**Direction:** Find every line in the records below that contains the word "hair", and copy each of those lines. Case counts.

**Data to process:**

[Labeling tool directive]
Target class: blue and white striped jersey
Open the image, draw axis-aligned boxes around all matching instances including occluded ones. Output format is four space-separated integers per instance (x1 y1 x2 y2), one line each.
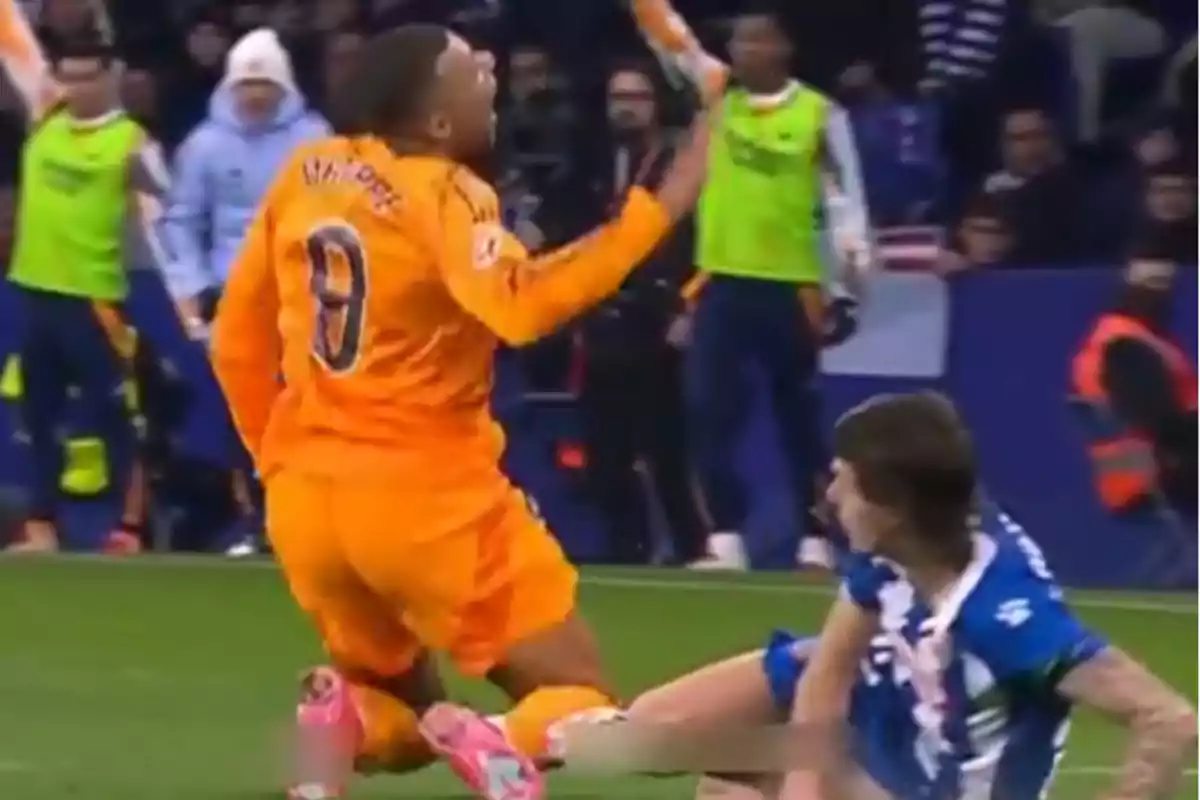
844 511 1105 800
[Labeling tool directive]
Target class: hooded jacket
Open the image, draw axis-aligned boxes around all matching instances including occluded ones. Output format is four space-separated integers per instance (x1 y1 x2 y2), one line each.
161 29 330 297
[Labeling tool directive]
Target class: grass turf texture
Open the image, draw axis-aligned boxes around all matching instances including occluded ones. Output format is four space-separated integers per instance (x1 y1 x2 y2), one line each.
0 558 1196 800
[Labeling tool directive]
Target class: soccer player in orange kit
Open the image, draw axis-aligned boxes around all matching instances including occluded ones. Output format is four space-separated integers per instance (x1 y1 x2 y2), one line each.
212 25 707 800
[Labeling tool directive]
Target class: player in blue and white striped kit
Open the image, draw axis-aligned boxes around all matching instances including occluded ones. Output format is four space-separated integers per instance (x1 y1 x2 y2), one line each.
628 393 1195 800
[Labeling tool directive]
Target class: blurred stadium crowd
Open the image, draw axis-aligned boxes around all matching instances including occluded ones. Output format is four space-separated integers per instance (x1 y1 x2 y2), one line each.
0 0 1196 561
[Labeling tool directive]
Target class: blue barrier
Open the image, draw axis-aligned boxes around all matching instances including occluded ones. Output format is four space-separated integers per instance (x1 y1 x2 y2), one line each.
0 269 1196 585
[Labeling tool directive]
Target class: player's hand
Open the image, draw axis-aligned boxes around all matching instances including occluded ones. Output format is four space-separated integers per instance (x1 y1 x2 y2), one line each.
655 114 712 222
630 0 730 107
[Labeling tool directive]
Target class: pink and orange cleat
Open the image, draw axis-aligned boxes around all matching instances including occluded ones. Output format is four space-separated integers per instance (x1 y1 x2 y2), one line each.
287 667 362 800
421 703 546 800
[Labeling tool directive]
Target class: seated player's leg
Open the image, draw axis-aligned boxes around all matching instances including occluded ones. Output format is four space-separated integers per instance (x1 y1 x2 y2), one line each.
626 650 799 800
266 471 444 798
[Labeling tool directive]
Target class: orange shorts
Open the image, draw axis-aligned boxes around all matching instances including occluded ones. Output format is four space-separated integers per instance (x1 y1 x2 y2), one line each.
266 468 577 678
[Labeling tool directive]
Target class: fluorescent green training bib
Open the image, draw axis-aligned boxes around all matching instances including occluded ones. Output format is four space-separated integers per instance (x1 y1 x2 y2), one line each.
696 86 828 283
8 112 143 301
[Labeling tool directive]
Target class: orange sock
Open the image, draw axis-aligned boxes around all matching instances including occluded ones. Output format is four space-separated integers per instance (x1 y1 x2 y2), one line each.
504 686 616 758
350 684 436 772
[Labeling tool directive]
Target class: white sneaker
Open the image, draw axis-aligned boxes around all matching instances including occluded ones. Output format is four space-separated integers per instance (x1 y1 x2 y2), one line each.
796 536 834 570
226 536 258 559
688 531 750 572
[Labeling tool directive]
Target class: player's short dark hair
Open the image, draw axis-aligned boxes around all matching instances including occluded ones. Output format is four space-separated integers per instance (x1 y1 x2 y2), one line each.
52 31 116 70
330 25 450 136
834 392 977 548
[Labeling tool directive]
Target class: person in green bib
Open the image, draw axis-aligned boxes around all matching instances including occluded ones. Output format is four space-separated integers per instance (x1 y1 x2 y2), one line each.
688 13 872 569
2 36 168 553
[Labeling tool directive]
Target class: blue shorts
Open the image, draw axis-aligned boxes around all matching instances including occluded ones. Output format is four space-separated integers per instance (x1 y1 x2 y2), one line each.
762 631 928 800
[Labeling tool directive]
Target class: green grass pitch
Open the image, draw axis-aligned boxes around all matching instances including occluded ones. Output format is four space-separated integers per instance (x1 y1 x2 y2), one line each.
0 558 1196 800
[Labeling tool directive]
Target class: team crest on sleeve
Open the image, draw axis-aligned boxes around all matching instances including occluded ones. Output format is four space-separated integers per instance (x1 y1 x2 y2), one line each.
470 222 504 271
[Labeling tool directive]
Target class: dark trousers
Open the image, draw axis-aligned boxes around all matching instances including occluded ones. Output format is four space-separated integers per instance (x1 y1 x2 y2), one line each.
17 288 142 524
199 287 266 539
580 345 708 564
688 276 826 531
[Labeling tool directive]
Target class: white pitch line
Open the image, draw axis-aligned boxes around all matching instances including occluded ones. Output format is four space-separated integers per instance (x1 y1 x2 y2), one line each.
0 553 1198 616
0 759 1196 778
580 573 1196 615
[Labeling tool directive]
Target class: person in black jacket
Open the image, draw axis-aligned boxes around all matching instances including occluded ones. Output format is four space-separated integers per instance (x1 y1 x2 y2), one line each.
576 65 708 564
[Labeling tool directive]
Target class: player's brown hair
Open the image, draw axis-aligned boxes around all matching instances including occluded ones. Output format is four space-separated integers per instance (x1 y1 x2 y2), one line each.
330 25 450 136
834 392 977 552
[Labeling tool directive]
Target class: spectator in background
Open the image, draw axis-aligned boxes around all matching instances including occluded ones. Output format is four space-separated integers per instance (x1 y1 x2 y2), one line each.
1036 0 1168 143
312 0 365 35
1072 256 1196 525
229 0 271 37
499 46 575 196
1086 118 1181 258
935 193 1013 275
163 13 229 151
983 108 1087 266
37 0 95 53
318 28 366 116
838 61 944 227
1144 158 1198 257
163 29 329 555
568 65 708 564
120 64 161 133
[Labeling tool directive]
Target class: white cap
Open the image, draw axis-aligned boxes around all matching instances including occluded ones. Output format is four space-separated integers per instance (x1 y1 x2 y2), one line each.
223 28 296 91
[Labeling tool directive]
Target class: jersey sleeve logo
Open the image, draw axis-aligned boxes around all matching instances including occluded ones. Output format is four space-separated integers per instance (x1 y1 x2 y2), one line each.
996 597 1033 627
470 223 504 272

**The reply:**
Target class: player's short dark hair
Target class: player's brown hair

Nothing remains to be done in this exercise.